### PASSAGE

"In winter I get up at night and dress by yellow candlelight.
In summer, quite the other way, I have to go to bed by day."
- Robert Louis Stevenson
Long before kids spent the summer at band camp, swim camp, sports camp or just plain camp-camp, there were plenty of things for the out-of-school set to do that were just as much fun.
Sometimes those "things" were called jobs, though I'm not sure there was any more work involved than cleaning up a picnic site or slaving over a hot gimp lanyard during craft-time at Vacation Bible School. Job may be a misnomer anyway, since our "pay" usually meant unlimited pats on the back and the annual VBS picnic - complete with the first watermelon of the year.
So when I heard about a California ruling that bat boys had to be laid off because the team couldn't afford to pay them a prescribed, under-age union wage, I thought about the summer jobs I'd have missed if my pleasure payments had been replaced by someone else's dictated, minimum wage.
"Leazer, I've come for your girl!"
My father, named for the Biblical servant, Eleazer, may have cost me my first job the summer I turned 10. Not that my parents didn't leave me alone for brief periods with my younger brothers, but baby-sitting for the rowdy family up the street wasn't exactly the entry-level position my father had in mind for his only girl. Caring for children of other, more respectable families, however, when I reached a more respectable age, even at the grand wage of 25 cents an hour or $5 for the weekend, filled my pockets with all the spending money I needed at the time.
I can still remember Janny, Patty and Genie, each in a home with a well-stocked fridge, a TV set our family wouldn't own for years and a special treat when Patty and I shared a big bag of soggy chips dipped in grape Kool-Aid every Saturday night.

Free-text descriptions of objects
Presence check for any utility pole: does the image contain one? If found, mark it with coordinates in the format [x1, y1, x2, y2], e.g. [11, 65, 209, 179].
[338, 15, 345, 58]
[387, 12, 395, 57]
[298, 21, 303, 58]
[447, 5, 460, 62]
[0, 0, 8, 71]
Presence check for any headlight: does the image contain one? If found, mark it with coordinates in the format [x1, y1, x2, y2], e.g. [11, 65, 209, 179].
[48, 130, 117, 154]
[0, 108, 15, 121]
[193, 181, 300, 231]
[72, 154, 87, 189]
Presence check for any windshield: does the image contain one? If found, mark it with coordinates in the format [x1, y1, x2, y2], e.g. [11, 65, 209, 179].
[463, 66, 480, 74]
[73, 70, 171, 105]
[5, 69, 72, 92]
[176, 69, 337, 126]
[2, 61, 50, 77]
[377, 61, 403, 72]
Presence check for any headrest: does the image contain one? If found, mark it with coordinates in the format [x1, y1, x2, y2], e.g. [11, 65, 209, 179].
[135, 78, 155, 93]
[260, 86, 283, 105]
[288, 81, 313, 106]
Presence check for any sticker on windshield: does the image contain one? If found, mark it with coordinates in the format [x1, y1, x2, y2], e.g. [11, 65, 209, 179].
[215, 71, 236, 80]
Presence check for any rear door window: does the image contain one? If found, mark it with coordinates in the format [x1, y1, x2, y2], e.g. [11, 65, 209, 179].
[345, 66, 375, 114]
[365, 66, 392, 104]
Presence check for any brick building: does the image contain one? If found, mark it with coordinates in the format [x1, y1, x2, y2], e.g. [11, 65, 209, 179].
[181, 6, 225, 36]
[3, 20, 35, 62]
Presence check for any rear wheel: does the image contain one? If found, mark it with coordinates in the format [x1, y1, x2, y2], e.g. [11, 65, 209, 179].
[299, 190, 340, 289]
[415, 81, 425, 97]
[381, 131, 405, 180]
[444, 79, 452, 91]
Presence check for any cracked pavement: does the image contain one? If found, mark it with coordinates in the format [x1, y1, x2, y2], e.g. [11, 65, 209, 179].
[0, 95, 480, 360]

### ASSIGNED TASK
Please continue the essay on childhood summer jobs, picking up right after its final sentence.

### EXERCISE OUTPUT
Baby-sitting occupied the evenings, but days for most rural New England kids were spent on somebody's farm. Before hay balers and learner's permits, I was driving an old truck with a huge hay rake attached. Oh, the pride when I "tripped" the rake by braking at just the right time to keep the hay in straight, mounded lines across the field. No salary for working on the family farm, but no charge, either, for the driving lessons or the fun.
During harvest season we picked baskets of berries, bushels of beans or peas, and barrels of potatoes for 10 cents a quart, 2 cents a pound, or 20 cents a barrel. A picnic lunch each day plus berry snacks and bean or potato toss with my sharepicker peers were more fun than camp any day, and who paid you anything for going to camp?
I didn't last long at Daggett's Pharmacy and Fountain the summer I turned 16. I put too much filling in the sandwiches, too much sauce on the sundaes, and I never could slide the milk shake container behind the metal plate on the shaker to make it shake.
So when Janny's parents offered me more babysitting time, a nickel-an-hour raise and a week at their private camp by the lake, I waved Mr. Daggett's sundae-sandwich bar goodbye and went back to the fridge and the TV.
I have no idea what a farmhand-soda jerk-substitute mom should have made when I was underage, and I don't remember anyone turning in my employers for infringing on my constitutional child-labor rights. But my heart goes out to those out-of-work bat boys.
Robbery, I'd call it. No, not the lost wages, but the chance to rub shoulders with their heroes, be among the 5 percent of the work force who really, really love their job, and snap up the best seats in the house when the umpire cried, "play ball!"
What kind of benefit package - minimum or otherwise - is worth more than that?